Instructions to follow –
Your answer should consist of the lines in the data below that contain "gray".

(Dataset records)
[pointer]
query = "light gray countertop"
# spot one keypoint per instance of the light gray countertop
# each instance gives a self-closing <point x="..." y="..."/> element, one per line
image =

Result –
query = "light gray countertop"
# spot one keypoint per instance of the light gray countertop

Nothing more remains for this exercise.